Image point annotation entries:
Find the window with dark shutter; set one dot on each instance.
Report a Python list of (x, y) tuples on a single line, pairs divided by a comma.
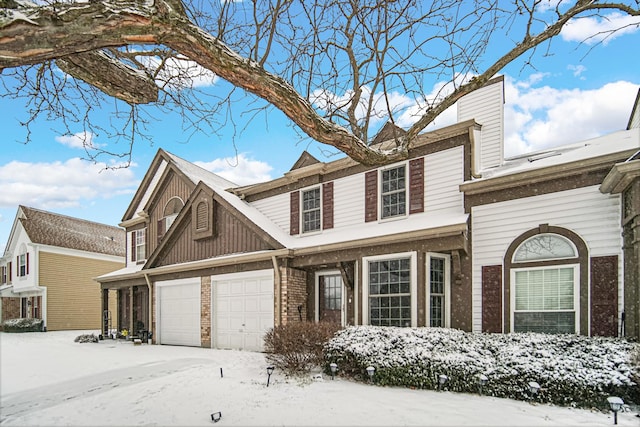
[(294, 220), (371, 196), (133, 246), (416, 185), (604, 296)]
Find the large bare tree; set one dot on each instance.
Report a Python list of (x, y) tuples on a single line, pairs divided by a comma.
[(335, 68)]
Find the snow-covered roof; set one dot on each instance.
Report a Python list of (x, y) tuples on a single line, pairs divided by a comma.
[(612, 143)]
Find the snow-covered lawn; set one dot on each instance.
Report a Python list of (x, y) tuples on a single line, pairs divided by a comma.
[(48, 379)]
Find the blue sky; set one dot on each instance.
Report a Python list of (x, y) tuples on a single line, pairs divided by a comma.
[(577, 93)]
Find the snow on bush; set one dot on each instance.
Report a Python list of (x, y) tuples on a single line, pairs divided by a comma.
[(571, 370), (22, 325), (86, 338)]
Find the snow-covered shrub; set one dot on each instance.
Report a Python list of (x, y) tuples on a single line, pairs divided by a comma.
[(22, 325), (297, 347), (571, 370), (86, 338)]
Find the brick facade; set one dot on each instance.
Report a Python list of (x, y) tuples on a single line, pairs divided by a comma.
[(205, 311), (293, 295)]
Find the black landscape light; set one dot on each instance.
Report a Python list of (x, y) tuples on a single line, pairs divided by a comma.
[(269, 372), (370, 371), (616, 404), (442, 380), (482, 381), (215, 417), (534, 388), (334, 368)]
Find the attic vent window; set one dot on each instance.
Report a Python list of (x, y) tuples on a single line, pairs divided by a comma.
[(202, 216)]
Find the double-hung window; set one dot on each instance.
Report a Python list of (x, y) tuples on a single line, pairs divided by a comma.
[(141, 244), (22, 265), (393, 192), (311, 210), (391, 291)]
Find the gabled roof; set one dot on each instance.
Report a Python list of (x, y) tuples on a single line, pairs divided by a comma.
[(305, 159), (62, 231)]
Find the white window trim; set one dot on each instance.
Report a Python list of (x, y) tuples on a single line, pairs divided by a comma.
[(405, 164), (316, 292), (413, 259), (301, 210), (576, 291), (447, 288)]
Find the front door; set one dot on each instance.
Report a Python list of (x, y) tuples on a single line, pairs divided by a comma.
[(330, 298)]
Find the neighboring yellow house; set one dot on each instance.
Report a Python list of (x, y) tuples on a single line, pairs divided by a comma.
[(48, 268)]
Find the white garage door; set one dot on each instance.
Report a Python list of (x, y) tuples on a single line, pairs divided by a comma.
[(243, 309), (179, 312)]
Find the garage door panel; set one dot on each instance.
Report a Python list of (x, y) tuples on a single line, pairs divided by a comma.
[(179, 313), (243, 312)]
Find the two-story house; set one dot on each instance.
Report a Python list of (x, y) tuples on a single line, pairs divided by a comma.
[(48, 268), (455, 236)]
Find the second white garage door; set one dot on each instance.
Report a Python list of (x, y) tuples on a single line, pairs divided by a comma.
[(179, 312), (243, 309)]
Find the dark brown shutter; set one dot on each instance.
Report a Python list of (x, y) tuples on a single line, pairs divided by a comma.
[(371, 196), (161, 230), (416, 185), (294, 222), (604, 296), (327, 205), (133, 246), (492, 298)]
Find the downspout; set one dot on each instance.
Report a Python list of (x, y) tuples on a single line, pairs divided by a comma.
[(146, 278), (277, 278)]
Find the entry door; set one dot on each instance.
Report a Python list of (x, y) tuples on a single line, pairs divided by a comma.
[(330, 296)]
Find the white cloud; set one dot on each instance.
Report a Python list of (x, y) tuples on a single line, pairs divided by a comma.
[(79, 140), (537, 118), (596, 29), (62, 184), (240, 169)]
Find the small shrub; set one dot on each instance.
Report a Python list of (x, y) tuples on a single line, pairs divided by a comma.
[(23, 325), (86, 338), (297, 347)]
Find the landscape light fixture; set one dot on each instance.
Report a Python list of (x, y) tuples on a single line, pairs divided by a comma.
[(370, 371), (534, 388), (482, 381), (269, 372), (616, 404), (334, 368), (442, 379)]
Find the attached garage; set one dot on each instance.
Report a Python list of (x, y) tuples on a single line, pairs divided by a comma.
[(243, 309), (178, 316)]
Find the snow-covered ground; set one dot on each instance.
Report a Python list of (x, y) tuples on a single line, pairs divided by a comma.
[(48, 379)]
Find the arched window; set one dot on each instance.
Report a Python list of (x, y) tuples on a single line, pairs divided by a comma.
[(545, 270)]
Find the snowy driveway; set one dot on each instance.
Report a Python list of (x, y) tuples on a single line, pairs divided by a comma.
[(47, 379)]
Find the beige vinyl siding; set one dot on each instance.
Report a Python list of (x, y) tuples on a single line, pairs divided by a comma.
[(593, 216), (277, 209), (73, 297), (444, 172), (485, 106)]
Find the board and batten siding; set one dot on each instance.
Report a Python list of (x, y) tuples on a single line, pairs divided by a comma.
[(74, 300), (595, 217), (444, 172)]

## Task goal:
Recast every entry above as a two-column CSV with the header columns "prompt" and "points", one row per entry, putting the entry's text in the first column and its answer in the second, each inside a single quoted field with line breaks replaced by spaces. Omit the picture markers from the output.

## Worked answer:
prompt,points
"Find the window with dark shutter; set one dot on each instance. Report a Python list of (x, y) tuples on a single line, pairs divided by a comma.","[(294, 220), (371, 196), (133, 246), (416, 185), (604, 296)]"
"Find the large bare tree; set one dot on each instance. Report a Python list of (x, y) tuples on a single line, pairs divided by a comma.","[(335, 68)]"
"Find the snow-covered roof; set one dot on each instance. Report a Python list of (x, y) tuples on a single line, pairs divided by a comma.","[(612, 143)]"
"Find the snow-covered lawn; set one dot on each instance. Report a Python list of (x, y) tuples on a single line, pairs divided by a comma.","[(48, 379)]"
"Find the blue sky; set one dot on each instance. Report a Python list of (x, y) tuples on a single line, pairs divided by a comma.","[(577, 93)]"
"Find the snow on bush; set one dot on each instance. Report a Python list of (x, y) tuples on a single line, pairs divided by a comma.","[(571, 370), (22, 325), (86, 338)]"
"Find the snow-covered shrub; set one dot on each instance. Report a Python list of (x, y) tuples on a single line, pairs divided by a comma.","[(22, 325), (297, 347), (571, 370), (86, 338)]"
"Find the brick facade; set one dot on each instance. Report a Python list of (x, y) tuples on a single line, pairs divided by a comma.","[(205, 311), (293, 295)]"
"Find the black landscape light; set one dot on each instance. Report a Python list of (x, y) tuples on a single line, pairs divided by a comma.","[(269, 372), (370, 371), (616, 404), (442, 380), (482, 381), (215, 417), (534, 388), (334, 368)]"
"Find the attic vent window; set one dot on each instance. Report a Python list of (x, y) tuples on a single line, pairs divided by a comma.","[(202, 216)]"
"Find the double-hung window; set one dot on each instance. Report a Python list of (x, y) tuples on a single line, pairs divided by a comma.","[(141, 244), (22, 265), (393, 192), (311, 210), (391, 291)]"
"Find the gabled roof; set one dot on each instance. Report a Python list of (x, y) tuples on a single line, pairs divided by a comma.","[(305, 159), (62, 231)]"
"Find the white window trim; set one dot on each instance. Report a Python list of (x, y) tuples on a single line, pairs divided by a comma.","[(405, 164), (316, 292), (413, 259), (301, 210), (576, 291), (447, 288)]"
"Find the front door; set one dot on each instance. Report a Python list of (x, y) tuples on a single line, pairs divided by a comma.","[(330, 298)]"
"Find the neighboring yellow house; set one dot on each instance. Report a Python list of (x, y) tuples on a single line, pairs divided by a comma.","[(48, 268)]"
"Find the white garage door; set one dot on each instance. Report a Python list of (x, y) tuples on a single line, pairs divided by a comma.","[(243, 309), (179, 312)]"
"Find the garage door panel; set one dot on each instance. Report a Python list of (x, y) tuples on a single line, pairs divided by a comma.","[(179, 313), (243, 312)]"
"Find the two-story house; set one dot on each instance. Report a Python list of (x, y) tuples on a single line, pairs divided by a comma.","[(48, 268), (455, 236)]"
"Find the second white garage door; set one dot on each instance. Report a Python list of (x, y) tuples on a single line, pairs divided by a comma.","[(179, 312), (243, 309)]"
"Find the dark brown shutter; set one dot on each instance. Report a Python list of (x, y) tuples on a single line, pairs divided by a comma.","[(371, 196), (161, 230), (416, 185), (294, 222), (604, 296), (327, 205), (133, 246), (492, 298)]"
"Find the downspout; set one dot on each instance. Report a Python list of (x, y) tuples on a single line, pairs divided by a comma.","[(146, 278), (277, 278)]"
"Find the entry door; set one dot on each instance. Report a Python list of (x, y) tuples on a single line, pairs divided by a comma.","[(330, 296)]"
"Find the white cloud; set one dot on each instance. Report a Python list of (x, y) tuples on a single line, pairs divided by a comma.","[(79, 140), (537, 118), (596, 29), (62, 184), (240, 169)]"
"Find the small shrub; set one dot on each instance. Report a Python list of (x, y) tuples on a single line, pairs divided by a comma.","[(23, 325), (86, 338), (297, 347)]"
"Find the landscape light fixture; set one dot on each instance. Report a Python list of (x, y) tuples on a single line, pairs divided by a comma.","[(370, 371), (534, 388), (482, 381), (269, 372), (616, 404), (334, 368), (442, 379)]"
"Find the attached garage; set one dot on each instance. Report a Python list of (x, y) tuples on a single line, pairs divided by a comma.","[(243, 309), (178, 316)]"
"Find the snow-covered ground; set one dot on each instance. Report a Python list of (x, y) tuples on a single line, pairs divided by a comma.","[(48, 379)]"
"Find the arched window; set one dot on each instance. Report a Python list of (x, y) tuples on a single line, pairs divided by a comma.","[(545, 270)]"
"Find the snowy driveway; set one dot on each instance. Report a Python list of (x, y) tuples on a single line, pairs divided by a comma.","[(47, 379)]"
"Find the beige vinyl siding; set one dot on each instance. Report a Python list of (x, y) tuples on a single line, pairs divided by a comma.","[(593, 216), (277, 209), (73, 297), (444, 172), (485, 106)]"
"Find the board and batten siding; set one dot on each instance. Report a Python list of (x, y) tuples on a single line, pairs divided by a comma.","[(74, 300), (595, 217), (444, 172)]"